The exercise:
Return, unchanged, the part of the data that begins with the line containing "top? Each instance should receive its own outline." and runs through the end of the data.

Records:
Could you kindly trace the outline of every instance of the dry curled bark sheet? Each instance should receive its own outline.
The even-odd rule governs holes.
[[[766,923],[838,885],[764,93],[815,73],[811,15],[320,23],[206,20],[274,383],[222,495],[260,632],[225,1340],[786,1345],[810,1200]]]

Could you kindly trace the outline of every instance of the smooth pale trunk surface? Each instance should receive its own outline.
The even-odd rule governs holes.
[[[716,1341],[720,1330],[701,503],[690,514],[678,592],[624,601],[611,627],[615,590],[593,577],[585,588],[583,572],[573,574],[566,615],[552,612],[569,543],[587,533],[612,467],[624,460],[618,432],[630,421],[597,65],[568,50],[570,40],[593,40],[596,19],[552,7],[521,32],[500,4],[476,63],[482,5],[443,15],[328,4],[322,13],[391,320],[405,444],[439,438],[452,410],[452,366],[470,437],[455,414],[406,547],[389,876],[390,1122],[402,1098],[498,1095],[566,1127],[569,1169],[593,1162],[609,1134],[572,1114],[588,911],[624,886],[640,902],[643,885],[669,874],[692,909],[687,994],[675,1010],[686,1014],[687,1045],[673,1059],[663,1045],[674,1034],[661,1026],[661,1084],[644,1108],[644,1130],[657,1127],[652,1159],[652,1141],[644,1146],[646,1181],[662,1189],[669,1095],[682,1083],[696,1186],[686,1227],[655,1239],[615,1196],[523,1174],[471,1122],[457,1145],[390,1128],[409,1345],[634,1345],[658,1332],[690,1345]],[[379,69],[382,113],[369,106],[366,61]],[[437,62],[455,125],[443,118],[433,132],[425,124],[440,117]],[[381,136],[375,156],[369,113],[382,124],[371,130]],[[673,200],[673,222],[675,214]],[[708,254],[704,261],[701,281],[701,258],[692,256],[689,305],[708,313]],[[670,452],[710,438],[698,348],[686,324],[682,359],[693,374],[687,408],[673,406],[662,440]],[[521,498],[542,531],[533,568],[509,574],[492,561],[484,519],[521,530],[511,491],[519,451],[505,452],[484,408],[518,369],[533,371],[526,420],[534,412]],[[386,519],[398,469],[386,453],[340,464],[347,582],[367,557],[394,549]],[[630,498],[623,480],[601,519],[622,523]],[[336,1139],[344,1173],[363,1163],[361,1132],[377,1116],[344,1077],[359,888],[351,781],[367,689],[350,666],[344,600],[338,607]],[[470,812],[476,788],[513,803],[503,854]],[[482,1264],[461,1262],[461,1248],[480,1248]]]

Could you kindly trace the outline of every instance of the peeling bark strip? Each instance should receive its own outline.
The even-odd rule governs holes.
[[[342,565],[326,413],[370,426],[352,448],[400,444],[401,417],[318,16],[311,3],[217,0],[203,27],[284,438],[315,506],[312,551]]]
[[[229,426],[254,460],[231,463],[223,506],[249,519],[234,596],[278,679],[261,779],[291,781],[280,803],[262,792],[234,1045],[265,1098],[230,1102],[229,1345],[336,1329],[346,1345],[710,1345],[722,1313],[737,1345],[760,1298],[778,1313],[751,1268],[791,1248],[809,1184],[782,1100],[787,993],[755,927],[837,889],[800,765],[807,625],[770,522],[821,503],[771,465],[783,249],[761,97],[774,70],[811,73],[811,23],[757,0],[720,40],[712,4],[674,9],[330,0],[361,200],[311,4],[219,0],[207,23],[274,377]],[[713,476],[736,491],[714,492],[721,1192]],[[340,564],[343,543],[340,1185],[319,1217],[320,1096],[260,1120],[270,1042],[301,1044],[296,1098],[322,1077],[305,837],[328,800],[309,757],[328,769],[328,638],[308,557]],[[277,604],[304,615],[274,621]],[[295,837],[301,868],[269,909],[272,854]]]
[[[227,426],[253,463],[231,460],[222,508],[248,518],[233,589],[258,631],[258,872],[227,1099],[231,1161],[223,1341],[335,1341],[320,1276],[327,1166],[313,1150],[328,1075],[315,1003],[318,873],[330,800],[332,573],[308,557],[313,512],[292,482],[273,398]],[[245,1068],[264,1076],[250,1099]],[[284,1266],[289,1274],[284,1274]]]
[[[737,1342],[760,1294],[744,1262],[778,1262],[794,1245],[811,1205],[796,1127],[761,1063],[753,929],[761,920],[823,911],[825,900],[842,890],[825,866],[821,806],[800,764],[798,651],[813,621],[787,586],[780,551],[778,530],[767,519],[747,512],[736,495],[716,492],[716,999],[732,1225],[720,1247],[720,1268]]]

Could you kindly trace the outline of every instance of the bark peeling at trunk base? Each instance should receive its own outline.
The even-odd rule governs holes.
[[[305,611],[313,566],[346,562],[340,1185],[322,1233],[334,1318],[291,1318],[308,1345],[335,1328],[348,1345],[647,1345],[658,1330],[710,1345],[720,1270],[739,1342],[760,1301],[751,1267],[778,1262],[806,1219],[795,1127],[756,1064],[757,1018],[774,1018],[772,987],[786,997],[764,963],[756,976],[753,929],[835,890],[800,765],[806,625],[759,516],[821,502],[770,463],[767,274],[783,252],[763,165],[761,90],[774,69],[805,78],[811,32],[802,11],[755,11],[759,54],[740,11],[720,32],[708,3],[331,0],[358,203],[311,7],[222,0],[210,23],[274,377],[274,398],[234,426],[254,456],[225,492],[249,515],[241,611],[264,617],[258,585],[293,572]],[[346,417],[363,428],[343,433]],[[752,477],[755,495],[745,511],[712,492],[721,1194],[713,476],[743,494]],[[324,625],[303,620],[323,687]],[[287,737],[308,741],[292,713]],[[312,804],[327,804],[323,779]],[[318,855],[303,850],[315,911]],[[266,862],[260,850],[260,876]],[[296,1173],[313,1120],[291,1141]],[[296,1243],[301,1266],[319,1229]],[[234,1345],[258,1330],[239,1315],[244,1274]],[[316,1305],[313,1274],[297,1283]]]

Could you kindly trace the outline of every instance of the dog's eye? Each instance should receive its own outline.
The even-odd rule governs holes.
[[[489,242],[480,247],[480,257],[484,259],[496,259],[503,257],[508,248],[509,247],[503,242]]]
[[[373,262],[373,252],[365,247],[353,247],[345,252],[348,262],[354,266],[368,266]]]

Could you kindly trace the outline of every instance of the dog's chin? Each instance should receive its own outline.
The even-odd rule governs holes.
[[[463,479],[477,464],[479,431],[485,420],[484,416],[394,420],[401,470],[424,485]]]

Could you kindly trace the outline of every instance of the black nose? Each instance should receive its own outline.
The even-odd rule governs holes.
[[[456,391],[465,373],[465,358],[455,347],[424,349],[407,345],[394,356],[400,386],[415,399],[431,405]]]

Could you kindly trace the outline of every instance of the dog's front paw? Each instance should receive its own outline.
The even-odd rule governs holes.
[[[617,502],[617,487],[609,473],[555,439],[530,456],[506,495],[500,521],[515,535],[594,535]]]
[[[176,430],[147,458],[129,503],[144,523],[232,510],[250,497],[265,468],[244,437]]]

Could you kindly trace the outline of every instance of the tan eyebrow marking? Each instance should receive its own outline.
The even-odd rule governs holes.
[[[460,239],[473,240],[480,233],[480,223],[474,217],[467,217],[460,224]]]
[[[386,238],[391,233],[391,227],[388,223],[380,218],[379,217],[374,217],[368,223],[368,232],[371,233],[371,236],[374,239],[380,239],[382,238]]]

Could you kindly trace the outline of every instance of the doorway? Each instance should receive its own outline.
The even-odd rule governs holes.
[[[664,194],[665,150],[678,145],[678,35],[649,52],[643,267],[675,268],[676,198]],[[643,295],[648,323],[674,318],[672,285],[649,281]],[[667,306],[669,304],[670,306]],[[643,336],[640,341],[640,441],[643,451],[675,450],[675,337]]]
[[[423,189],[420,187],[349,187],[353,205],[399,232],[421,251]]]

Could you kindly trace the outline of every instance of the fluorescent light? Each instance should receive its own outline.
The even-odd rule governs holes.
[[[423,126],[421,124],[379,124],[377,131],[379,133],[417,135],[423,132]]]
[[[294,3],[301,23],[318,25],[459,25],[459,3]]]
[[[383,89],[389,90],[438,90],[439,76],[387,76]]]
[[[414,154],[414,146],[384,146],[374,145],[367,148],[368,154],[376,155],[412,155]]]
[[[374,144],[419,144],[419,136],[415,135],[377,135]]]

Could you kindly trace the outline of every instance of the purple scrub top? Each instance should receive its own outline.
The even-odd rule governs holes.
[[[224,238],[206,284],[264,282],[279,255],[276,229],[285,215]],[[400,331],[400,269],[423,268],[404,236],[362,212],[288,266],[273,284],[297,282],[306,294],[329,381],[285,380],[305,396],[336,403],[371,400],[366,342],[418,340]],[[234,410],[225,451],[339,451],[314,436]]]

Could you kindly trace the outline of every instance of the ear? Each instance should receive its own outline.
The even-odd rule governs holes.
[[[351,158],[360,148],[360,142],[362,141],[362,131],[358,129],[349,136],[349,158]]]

Exercise result:
Could you kindly trace the outline of every instance of the purple scrub top? Each instance should receive its own outline.
The even-odd rule governs holes.
[[[224,238],[206,284],[264,282],[279,255],[276,229],[285,215]],[[400,331],[400,269],[423,268],[404,236],[362,212],[288,266],[273,284],[297,282],[306,294],[329,381],[285,380],[305,396],[336,403],[371,400],[366,342],[418,340]],[[234,410],[225,451],[339,451],[314,436]]]

Could you kindly trace the outline of every instance of the ear? Each instance should receive its own outline.
The even-odd rule governs holes.
[[[351,158],[360,148],[360,142],[362,141],[362,131],[358,129],[349,136],[349,158]]]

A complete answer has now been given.